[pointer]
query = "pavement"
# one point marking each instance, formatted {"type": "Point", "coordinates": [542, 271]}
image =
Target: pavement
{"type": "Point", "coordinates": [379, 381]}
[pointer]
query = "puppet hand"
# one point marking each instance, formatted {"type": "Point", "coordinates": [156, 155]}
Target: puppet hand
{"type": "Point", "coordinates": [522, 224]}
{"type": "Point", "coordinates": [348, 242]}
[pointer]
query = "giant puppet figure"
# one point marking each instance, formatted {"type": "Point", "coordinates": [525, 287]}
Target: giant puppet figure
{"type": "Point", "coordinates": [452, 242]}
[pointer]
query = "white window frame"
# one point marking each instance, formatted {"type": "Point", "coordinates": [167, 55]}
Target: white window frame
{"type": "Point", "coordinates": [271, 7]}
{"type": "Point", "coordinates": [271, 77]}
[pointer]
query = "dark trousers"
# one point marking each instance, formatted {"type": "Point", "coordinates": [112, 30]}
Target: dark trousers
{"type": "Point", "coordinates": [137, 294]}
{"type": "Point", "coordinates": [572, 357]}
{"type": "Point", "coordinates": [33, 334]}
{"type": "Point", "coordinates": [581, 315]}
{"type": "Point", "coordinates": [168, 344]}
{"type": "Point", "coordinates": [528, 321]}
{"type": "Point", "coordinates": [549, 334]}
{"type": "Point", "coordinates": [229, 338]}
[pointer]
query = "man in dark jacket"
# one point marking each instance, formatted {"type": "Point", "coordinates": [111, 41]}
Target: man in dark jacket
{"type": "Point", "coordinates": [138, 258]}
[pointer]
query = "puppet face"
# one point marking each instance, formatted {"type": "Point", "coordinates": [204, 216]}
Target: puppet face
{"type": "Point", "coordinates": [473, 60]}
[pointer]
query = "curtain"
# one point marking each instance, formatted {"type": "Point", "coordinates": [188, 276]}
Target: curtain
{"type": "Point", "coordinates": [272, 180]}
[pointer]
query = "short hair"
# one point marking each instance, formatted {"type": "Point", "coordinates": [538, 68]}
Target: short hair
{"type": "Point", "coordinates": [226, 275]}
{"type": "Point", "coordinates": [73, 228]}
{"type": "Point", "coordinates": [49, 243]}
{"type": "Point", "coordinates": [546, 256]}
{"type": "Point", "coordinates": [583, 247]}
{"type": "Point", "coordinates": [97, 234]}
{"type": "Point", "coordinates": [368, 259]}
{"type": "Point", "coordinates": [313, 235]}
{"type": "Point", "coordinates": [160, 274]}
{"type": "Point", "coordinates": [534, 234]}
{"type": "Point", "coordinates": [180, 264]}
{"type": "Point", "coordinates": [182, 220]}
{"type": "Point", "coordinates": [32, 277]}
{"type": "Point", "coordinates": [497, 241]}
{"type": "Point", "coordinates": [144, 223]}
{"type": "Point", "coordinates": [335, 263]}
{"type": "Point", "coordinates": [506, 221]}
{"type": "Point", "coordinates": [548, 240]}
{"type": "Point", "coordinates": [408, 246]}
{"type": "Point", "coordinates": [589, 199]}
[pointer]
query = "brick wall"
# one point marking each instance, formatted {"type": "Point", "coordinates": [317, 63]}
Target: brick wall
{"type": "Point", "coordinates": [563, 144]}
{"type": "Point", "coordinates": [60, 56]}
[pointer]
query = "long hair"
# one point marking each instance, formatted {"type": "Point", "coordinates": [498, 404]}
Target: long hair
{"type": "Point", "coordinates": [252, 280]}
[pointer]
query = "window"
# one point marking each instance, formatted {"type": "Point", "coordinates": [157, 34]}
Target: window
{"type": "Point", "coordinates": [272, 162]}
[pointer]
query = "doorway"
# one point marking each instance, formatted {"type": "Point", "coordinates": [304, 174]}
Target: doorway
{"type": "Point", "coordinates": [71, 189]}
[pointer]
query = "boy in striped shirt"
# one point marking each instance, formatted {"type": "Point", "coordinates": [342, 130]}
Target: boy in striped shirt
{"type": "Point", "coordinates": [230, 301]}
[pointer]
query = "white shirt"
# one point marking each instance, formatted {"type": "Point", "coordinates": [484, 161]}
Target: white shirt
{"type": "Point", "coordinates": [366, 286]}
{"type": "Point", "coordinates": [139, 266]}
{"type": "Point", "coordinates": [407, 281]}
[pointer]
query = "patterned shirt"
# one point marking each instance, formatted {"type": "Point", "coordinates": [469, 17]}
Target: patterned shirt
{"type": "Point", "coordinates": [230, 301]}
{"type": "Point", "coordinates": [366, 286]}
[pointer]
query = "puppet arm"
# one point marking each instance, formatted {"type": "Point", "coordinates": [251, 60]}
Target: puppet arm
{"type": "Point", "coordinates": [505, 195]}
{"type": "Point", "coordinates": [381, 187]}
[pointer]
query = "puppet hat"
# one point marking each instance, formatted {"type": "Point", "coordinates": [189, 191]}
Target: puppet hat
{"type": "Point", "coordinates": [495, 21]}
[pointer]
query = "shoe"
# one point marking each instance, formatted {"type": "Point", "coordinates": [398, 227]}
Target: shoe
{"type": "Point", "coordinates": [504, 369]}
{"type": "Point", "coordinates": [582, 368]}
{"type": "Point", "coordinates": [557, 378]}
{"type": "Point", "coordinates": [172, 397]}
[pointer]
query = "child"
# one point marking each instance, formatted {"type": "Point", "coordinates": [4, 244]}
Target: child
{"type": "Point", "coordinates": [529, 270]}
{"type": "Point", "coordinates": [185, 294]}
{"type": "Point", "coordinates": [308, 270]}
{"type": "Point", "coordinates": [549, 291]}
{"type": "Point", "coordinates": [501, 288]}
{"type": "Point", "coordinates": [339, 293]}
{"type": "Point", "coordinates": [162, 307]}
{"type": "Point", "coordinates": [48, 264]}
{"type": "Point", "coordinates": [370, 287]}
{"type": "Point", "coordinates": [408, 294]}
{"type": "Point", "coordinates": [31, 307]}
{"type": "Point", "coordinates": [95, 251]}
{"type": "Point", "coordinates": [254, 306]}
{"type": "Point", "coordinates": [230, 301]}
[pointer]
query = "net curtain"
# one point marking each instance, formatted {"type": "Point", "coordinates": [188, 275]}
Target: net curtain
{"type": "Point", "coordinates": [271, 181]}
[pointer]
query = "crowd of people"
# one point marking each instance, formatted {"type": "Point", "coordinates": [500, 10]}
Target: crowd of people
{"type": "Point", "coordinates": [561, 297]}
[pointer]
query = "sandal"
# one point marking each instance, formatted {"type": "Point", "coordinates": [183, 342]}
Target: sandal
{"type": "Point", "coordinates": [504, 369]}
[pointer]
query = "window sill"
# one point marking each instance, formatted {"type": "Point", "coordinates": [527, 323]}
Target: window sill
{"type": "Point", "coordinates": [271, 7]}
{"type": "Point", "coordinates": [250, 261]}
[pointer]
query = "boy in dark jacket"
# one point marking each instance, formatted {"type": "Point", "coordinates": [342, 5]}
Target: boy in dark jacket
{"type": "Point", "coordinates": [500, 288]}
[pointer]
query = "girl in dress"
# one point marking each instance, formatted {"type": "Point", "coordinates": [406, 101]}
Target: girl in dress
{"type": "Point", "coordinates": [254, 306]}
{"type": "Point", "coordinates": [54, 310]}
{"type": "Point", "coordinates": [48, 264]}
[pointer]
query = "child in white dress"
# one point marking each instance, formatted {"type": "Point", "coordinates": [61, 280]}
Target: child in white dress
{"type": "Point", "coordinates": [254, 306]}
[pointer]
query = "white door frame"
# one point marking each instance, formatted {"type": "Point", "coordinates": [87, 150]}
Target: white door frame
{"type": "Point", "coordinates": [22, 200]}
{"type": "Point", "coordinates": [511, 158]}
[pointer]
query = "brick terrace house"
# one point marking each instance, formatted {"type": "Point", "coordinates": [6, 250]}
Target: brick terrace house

━━━━━━━━━━━━━━━━━━━━━━━━━━━━━━

Given instruction ::
Exactly reproduce every line of the data above.

Answer in full ::
[pointer]
query = "pavement"
# one point marking each instance, formatted {"type": "Point", "coordinates": [542, 271]}
image =
Target: pavement
{"type": "Point", "coordinates": [379, 381]}
[pointer]
query = "puppet hand"
# one point marking each instance, formatted {"type": "Point", "coordinates": [156, 155]}
Target: puppet hand
{"type": "Point", "coordinates": [522, 224]}
{"type": "Point", "coordinates": [348, 242]}
[pointer]
query = "giant puppet figure"
# one point marking each instance, formatted {"type": "Point", "coordinates": [525, 287]}
Target: giant puppet figure
{"type": "Point", "coordinates": [452, 242]}
[pointer]
query = "white window frame"
# one point marking each instance, formatted {"type": "Point", "coordinates": [167, 55]}
Target: white window frame
{"type": "Point", "coordinates": [271, 7]}
{"type": "Point", "coordinates": [271, 77]}
[pointer]
query = "dark trousers"
# one point marking each instance, formatted {"type": "Point", "coordinates": [112, 30]}
Target: dark trousers
{"type": "Point", "coordinates": [137, 294]}
{"type": "Point", "coordinates": [572, 357]}
{"type": "Point", "coordinates": [33, 334]}
{"type": "Point", "coordinates": [581, 315]}
{"type": "Point", "coordinates": [168, 344]}
{"type": "Point", "coordinates": [528, 321]}
{"type": "Point", "coordinates": [549, 334]}
{"type": "Point", "coordinates": [229, 338]}
[pointer]
query = "man in dark jacket"
# one point marking each instance, formatted {"type": "Point", "coordinates": [111, 41]}
Target: man in dark jacket
{"type": "Point", "coordinates": [138, 258]}
[pointer]
query = "puppet face"
# one point marking each instance, formatted {"type": "Point", "coordinates": [204, 216]}
Target: puppet face
{"type": "Point", "coordinates": [473, 60]}
[pointer]
query = "curtain"
# one point marking each instance, formatted {"type": "Point", "coordinates": [188, 276]}
Target: curtain
{"type": "Point", "coordinates": [272, 180]}
[pointer]
query = "short hair"
# one point marking each instance, formatted {"type": "Point", "coordinates": [538, 68]}
Target: short hair
{"type": "Point", "coordinates": [226, 275]}
{"type": "Point", "coordinates": [73, 228]}
{"type": "Point", "coordinates": [49, 243]}
{"type": "Point", "coordinates": [546, 256]}
{"type": "Point", "coordinates": [583, 247]}
{"type": "Point", "coordinates": [97, 234]}
{"type": "Point", "coordinates": [368, 259]}
{"type": "Point", "coordinates": [313, 235]}
{"type": "Point", "coordinates": [160, 274]}
{"type": "Point", "coordinates": [534, 234]}
{"type": "Point", "coordinates": [180, 264]}
{"type": "Point", "coordinates": [182, 220]}
{"type": "Point", "coordinates": [32, 277]}
{"type": "Point", "coordinates": [497, 241]}
{"type": "Point", "coordinates": [144, 223]}
{"type": "Point", "coordinates": [335, 263]}
{"type": "Point", "coordinates": [506, 221]}
{"type": "Point", "coordinates": [548, 240]}
{"type": "Point", "coordinates": [408, 246]}
{"type": "Point", "coordinates": [589, 199]}
[pointer]
query = "brick wall"
# one point marking each instance, formatted {"type": "Point", "coordinates": [317, 63]}
Target: brick wall
{"type": "Point", "coordinates": [563, 144]}
{"type": "Point", "coordinates": [60, 56]}
[pointer]
query = "long hair"
# one point marking each instance, formatted {"type": "Point", "coordinates": [498, 404]}
Target: long hair
{"type": "Point", "coordinates": [252, 280]}
[pointer]
query = "window"
# one point marking each instance, formatted {"type": "Point", "coordinates": [157, 34]}
Target: window
{"type": "Point", "coordinates": [272, 162]}
[pointer]
query = "doorway"
# one point marking each instance, formatted {"type": "Point", "coordinates": [304, 174]}
Target: doorway
{"type": "Point", "coordinates": [71, 189]}
[pointer]
query = "boy in striped shirt"
# one point marking each instance, formatted {"type": "Point", "coordinates": [342, 130]}
Target: boy in striped shirt
{"type": "Point", "coordinates": [230, 301]}
[pointer]
query = "white shirt"
# one point marking each instance, formatted {"type": "Point", "coordinates": [484, 161]}
Target: white shirt
{"type": "Point", "coordinates": [366, 286]}
{"type": "Point", "coordinates": [139, 266]}
{"type": "Point", "coordinates": [407, 281]}
[pointer]
query = "patterned shirt"
# one point marking each instance, formatted {"type": "Point", "coordinates": [469, 17]}
Target: patterned shirt
{"type": "Point", "coordinates": [230, 301]}
{"type": "Point", "coordinates": [366, 286]}
[pointer]
query = "puppet arm"
# one point marking each instance, formatted {"type": "Point", "coordinates": [251, 60]}
Target: puppet arm
{"type": "Point", "coordinates": [505, 195]}
{"type": "Point", "coordinates": [381, 187]}
[pointer]
query = "puppet hat"
# one point marking each instance, formatted {"type": "Point", "coordinates": [189, 191]}
Target: puppet hat
{"type": "Point", "coordinates": [495, 21]}
[pointer]
query = "shoe"
# one point marking each instance, formatted {"type": "Point", "coordinates": [398, 227]}
Target: shoe
{"type": "Point", "coordinates": [504, 369]}
{"type": "Point", "coordinates": [582, 368]}
{"type": "Point", "coordinates": [557, 378]}
{"type": "Point", "coordinates": [172, 397]}
[pointer]
query = "child"
# one point marking each instance, formatted {"type": "Point", "coordinates": [4, 244]}
Target: child
{"type": "Point", "coordinates": [529, 270]}
{"type": "Point", "coordinates": [185, 294]}
{"type": "Point", "coordinates": [308, 270]}
{"type": "Point", "coordinates": [549, 291]}
{"type": "Point", "coordinates": [501, 288]}
{"type": "Point", "coordinates": [339, 293]}
{"type": "Point", "coordinates": [162, 307]}
{"type": "Point", "coordinates": [48, 264]}
{"type": "Point", "coordinates": [370, 287]}
{"type": "Point", "coordinates": [408, 294]}
{"type": "Point", "coordinates": [31, 307]}
{"type": "Point", "coordinates": [95, 251]}
{"type": "Point", "coordinates": [254, 306]}
{"type": "Point", "coordinates": [230, 301]}
[pointer]
query = "net curtain"
# one point marking each instance, formatted {"type": "Point", "coordinates": [188, 275]}
Target: net curtain
{"type": "Point", "coordinates": [271, 181]}
[pointer]
query = "crowd of people"
# one point marking each instance, formatted {"type": "Point", "coordinates": [500, 10]}
Target: crowd of people
{"type": "Point", "coordinates": [561, 297]}
[pointer]
query = "sandal"
# one point marking each instance, formatted {"type": "Point", "coordinates": [183, 342]}
Target: sandal
{"type": "Point", "coordinates": [504, 369]}
[pointer]
query = "window sill"
# one point marking each instance, formatted {"type": "Point", "coordinates": [527, 323]}
Target: window sill
{"type": "Point", "coordinates": [271, 7]}
{"type": "Point", "coordinates": [250, 261]}
[pointer]
query = "boy in dark jacket"
# one point marking each instance, formatted {"type": "Point", "coordinates": [342, 5]}
Target: boy in dark jacket
{"type": "Point", "coordinates": [500, 288]}
[pointer]
query = "girl in dress"
# one point marking each instance, formatted {"type": "Point", "coordinates": [406, 101]}
Target: girl in dress
{"type": "Point", "coordinates": [254, 306]}
{"type": "Point", "coordinates": [54, 310]}
{"type": "Point", "coordinates": [48, 264]}
[pointer]
query = "child in white dress"
# one point marking each instance, formatted {"type": "Point", "coordinates": [61, 280]}
Target: child in white dress
{"type": "Point", "coordinates": [254, 306]}
[pointer]
query = "white door frame"
# one point marking each instance, formatted {"type": "Point", "coordinates": [87, 150]}
Target: white door frame
{"type": "Point", "coordinates": [22, 200]}
{"type": "Point", "coordinates": [511, 158]}
[pointer]
query = "brick terrace house"
# one point marking each instance, formatted {"type": "Point", "coordinates": [6, 250]}
Target: brick terrace house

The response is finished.